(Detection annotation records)
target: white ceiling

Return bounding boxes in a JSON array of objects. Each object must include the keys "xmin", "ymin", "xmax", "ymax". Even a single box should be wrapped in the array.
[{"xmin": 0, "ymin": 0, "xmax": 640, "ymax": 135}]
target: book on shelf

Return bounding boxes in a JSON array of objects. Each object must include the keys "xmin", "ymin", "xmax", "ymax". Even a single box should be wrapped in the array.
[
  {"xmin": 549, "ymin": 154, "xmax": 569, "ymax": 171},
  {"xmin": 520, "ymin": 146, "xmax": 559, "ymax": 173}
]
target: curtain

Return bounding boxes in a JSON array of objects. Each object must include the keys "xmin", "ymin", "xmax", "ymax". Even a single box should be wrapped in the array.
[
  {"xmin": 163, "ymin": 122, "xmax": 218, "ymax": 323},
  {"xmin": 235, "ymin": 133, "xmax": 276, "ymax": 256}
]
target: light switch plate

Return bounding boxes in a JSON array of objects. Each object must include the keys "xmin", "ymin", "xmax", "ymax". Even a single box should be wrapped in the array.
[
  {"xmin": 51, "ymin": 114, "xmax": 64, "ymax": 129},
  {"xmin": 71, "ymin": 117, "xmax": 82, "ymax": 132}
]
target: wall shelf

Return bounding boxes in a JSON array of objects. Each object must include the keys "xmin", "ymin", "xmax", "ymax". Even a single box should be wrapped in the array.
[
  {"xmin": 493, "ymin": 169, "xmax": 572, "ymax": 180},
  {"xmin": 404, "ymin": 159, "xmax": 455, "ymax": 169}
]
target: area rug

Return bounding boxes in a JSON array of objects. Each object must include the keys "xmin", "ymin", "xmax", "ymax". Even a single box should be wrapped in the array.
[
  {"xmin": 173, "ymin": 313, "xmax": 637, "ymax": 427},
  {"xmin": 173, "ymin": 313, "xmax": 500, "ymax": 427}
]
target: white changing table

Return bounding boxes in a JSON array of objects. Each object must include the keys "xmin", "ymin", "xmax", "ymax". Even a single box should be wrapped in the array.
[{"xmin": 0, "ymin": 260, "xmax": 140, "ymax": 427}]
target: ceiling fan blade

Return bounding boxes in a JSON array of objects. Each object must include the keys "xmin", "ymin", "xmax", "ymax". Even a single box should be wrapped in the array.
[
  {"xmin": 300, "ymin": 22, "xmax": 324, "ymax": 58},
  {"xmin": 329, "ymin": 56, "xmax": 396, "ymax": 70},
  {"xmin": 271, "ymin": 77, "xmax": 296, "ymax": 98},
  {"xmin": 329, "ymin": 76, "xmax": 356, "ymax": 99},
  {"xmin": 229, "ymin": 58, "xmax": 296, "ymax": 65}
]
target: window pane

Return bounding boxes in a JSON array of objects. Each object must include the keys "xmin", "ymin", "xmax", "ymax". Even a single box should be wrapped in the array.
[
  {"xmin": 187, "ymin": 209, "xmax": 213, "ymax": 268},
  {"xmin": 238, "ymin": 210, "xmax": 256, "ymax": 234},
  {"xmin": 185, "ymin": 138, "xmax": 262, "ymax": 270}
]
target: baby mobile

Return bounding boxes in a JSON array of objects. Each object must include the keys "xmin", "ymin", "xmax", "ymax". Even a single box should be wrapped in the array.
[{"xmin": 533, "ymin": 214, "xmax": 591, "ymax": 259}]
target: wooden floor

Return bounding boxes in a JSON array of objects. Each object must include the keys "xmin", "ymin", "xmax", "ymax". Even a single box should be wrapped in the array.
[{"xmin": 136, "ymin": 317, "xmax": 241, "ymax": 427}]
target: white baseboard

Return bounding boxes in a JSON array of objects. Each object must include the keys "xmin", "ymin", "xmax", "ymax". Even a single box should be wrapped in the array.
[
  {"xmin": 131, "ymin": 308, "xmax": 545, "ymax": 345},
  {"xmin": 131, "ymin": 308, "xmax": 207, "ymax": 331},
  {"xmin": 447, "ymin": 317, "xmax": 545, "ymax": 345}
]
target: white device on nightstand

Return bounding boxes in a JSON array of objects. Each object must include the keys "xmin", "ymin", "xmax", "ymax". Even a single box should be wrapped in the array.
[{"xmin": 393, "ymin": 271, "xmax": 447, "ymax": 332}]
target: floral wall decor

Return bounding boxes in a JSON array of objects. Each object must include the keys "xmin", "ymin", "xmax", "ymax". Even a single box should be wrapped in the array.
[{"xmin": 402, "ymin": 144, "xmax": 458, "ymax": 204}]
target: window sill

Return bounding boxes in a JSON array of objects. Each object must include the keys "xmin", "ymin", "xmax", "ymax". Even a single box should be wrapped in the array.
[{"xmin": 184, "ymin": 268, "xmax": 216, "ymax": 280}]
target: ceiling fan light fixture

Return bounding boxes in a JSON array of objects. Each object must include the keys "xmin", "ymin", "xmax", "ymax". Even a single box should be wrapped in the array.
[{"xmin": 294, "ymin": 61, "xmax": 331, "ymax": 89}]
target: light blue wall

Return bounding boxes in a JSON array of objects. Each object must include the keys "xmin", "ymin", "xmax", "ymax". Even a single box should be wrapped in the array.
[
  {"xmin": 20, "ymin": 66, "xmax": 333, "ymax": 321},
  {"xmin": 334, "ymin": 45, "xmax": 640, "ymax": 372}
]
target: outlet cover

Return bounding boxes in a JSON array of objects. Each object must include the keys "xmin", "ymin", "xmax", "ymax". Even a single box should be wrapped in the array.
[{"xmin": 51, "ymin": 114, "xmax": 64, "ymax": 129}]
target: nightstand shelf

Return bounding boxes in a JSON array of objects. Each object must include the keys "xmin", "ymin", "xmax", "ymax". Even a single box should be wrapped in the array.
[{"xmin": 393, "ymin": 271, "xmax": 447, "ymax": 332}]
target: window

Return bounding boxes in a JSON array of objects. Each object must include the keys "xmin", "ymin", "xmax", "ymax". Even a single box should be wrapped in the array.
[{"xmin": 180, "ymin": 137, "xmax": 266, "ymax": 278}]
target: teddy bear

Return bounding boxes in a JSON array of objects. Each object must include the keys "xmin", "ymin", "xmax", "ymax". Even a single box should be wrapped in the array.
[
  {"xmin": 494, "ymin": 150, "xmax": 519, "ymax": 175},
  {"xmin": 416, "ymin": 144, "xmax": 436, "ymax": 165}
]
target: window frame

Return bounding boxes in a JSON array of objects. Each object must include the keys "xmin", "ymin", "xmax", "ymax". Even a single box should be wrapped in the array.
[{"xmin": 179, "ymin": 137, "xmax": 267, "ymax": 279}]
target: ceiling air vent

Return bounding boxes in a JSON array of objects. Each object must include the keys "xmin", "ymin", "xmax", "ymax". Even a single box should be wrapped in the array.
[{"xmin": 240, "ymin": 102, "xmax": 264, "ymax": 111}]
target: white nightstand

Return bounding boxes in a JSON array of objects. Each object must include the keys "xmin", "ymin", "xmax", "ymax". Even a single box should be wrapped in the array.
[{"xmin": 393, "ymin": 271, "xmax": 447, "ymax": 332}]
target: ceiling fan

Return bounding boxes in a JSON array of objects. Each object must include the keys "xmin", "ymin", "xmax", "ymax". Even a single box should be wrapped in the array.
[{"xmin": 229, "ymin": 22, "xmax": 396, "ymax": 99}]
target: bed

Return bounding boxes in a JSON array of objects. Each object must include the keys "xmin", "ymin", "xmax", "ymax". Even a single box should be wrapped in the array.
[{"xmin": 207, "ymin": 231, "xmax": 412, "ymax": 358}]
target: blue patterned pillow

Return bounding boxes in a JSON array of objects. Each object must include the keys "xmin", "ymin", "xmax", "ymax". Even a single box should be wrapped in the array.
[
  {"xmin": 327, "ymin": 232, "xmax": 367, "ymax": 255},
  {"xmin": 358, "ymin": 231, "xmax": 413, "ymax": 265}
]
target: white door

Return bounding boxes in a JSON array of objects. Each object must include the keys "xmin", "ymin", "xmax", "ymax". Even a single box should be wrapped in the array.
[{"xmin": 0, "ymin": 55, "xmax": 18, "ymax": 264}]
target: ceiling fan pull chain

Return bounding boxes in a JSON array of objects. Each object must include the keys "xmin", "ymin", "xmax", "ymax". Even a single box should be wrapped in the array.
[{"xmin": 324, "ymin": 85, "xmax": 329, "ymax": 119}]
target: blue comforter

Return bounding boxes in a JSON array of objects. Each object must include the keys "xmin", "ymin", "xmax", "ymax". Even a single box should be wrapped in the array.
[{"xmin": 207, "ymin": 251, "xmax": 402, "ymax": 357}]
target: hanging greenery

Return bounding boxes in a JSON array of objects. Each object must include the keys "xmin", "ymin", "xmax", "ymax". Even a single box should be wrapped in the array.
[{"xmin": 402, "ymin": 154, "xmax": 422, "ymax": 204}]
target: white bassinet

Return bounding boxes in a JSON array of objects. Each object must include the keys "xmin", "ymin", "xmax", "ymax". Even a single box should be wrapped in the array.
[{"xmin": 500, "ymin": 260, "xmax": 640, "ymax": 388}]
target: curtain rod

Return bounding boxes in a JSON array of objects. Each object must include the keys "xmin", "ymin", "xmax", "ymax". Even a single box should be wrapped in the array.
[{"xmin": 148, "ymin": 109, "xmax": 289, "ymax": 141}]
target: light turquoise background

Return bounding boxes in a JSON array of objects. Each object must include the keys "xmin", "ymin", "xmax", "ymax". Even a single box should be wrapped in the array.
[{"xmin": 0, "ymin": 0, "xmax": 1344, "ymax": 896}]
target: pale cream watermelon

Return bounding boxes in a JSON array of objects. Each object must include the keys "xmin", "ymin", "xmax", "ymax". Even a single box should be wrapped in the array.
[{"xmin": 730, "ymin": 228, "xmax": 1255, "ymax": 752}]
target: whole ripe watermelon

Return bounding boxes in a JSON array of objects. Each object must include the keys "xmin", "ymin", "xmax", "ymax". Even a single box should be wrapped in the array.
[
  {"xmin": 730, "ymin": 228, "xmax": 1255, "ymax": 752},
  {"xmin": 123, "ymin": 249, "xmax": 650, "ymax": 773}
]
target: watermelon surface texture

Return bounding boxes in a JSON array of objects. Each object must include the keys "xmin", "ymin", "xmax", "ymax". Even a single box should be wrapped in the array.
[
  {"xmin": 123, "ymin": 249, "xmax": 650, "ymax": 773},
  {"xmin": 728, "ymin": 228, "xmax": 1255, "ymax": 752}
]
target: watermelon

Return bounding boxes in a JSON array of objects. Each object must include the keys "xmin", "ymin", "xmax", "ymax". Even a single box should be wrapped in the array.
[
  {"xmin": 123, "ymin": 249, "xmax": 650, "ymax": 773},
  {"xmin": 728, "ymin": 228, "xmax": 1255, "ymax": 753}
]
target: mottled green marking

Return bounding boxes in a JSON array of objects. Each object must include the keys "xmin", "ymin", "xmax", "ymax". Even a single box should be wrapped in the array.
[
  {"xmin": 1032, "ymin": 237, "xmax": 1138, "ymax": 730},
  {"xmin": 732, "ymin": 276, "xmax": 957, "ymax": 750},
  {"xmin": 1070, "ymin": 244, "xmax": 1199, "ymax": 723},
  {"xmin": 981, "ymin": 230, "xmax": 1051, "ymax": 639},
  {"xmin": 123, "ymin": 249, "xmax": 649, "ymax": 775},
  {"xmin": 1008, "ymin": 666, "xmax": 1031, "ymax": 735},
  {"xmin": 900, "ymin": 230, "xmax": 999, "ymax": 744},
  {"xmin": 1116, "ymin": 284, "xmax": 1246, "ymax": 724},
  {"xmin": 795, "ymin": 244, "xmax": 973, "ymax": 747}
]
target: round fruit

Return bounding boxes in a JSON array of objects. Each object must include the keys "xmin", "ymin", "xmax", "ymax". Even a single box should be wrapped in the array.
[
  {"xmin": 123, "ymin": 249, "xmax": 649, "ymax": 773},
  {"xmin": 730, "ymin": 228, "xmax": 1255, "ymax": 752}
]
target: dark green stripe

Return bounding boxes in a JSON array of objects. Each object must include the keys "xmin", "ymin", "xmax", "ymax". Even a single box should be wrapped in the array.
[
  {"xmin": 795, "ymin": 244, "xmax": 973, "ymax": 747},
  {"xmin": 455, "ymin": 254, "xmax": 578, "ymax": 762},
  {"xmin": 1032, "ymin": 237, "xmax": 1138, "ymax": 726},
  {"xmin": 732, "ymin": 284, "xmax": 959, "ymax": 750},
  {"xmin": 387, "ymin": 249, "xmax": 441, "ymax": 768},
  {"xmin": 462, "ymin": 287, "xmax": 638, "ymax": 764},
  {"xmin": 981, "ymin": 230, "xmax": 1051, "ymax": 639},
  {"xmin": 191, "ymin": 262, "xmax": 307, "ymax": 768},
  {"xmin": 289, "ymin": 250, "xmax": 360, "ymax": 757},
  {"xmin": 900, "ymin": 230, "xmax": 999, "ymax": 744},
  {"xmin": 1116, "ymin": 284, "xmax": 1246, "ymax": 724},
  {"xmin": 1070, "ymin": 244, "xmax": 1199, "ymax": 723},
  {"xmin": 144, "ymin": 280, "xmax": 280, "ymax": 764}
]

Given task
Report how many lines of the records contain the word "ceiling". Give only the number.

Finished task
6